:: TRECHO PARA LEITURA ::

Dizendo ter conversado com um filho, que é médico, afirmou Marco Aurélio:
"Do ponto de vista médico, ela tira isso aí de letra. Do ponto de vista político, ele disse que isso vai reforçar a candidatura dela".
O filho, como vêem, também é analista político.
A doença afastaria eventuais aliados? Marco Aurélio volta às suas reflexões:
"Pelo contrário. Reforça a candidatura. Eu, que já enfrentei situações parecidas, não tenho a mínima dúvida de que nossa ministra Dilma já se saiu bem desta, inclusive a coragem com que enfrentou, a franqueza. Ou seja, isso deve ter impactado muito bem na opinião pública do País".
Eis aí. Já não resta mais a menor dúvida sobre a marquetagem oficial com a doença da ministra. Essa gente, como é sabido, nunca teve limites. A ida de Franklin Martins ao governo conferiu profissionalismo a esse laxismo moral.
Pensar os benefícios eleitorais de um câncer é posicionar-se no último degrau da cadeia moral. Imaginem se a oposição estivesse, sei lá eu, fazendo cálculos em voz alta, contando com o insucesso da ministra. A ética seria a mesma, compreendem?

:::
:: DADOS FORNECIDOS ::

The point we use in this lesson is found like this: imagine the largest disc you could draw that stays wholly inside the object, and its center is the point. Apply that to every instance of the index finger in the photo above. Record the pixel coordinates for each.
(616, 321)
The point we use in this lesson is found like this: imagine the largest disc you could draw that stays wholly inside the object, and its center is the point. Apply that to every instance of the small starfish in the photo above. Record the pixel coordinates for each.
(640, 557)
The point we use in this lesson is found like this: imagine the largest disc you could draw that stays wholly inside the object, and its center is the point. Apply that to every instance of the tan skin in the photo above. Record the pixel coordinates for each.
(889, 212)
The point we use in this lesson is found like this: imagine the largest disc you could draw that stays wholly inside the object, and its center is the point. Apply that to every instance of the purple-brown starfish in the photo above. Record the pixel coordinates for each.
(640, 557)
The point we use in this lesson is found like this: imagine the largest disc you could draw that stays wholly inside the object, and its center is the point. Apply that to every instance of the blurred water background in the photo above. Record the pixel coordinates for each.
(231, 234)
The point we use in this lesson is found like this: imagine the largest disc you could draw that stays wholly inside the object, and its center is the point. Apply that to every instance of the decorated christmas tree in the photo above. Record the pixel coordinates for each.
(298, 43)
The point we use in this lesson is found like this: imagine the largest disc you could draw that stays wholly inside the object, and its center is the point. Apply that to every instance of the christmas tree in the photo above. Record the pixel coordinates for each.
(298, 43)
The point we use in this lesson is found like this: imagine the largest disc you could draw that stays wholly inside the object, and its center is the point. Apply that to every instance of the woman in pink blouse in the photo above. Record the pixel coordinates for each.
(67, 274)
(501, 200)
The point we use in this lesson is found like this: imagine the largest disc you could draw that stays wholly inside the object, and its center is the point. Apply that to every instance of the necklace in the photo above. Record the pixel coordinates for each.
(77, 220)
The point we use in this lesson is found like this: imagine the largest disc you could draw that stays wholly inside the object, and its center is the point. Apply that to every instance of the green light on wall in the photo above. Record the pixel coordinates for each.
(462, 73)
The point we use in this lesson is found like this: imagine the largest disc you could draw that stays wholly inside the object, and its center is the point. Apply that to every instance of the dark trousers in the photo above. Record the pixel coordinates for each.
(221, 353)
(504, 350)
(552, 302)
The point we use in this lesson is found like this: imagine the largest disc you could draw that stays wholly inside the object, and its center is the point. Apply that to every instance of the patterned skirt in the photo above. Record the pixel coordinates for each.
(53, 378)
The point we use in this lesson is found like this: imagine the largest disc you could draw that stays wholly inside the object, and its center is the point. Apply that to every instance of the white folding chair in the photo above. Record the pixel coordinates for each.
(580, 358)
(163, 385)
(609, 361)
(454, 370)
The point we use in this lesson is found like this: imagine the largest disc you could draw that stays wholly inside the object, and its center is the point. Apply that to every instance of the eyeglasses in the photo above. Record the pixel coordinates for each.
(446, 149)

:::

▶ _AÇÃO REQUERIDA 1_:
Segundo o trecho, por que Marco Aurélio considera que a doença reforça a candidatura da ministra Dilma? Responda em uma a três frases.
▶ _AÇÃO REQUERIDA 2_:
Transcreva do trecho a passagem de "Pensar os benefícios" até "a mesma, compreendem?".

▶ _SAÍDA DO EXERCÍCIO 1_:
Para Marco Aurélio, a ministra Dilma já se saiu bem da situação, pela coragem e pela franqueza com que a enfrentou. Por isso, a seu ver, o episódio deve ter causado impacto muito positivo na opinião pública do País.

▶ _SAÍDA DO EXERCÍCIO 2_:
Pensar os benefícios eleitorais de um câncer é posicionar-se no último degrau da cadeia moral. Imaginem se a oposição estivesse, sei lá eu, fazendo cálculos em voz alta, contando com o insucesso da ministra. A ética seria a mesma, compreendem?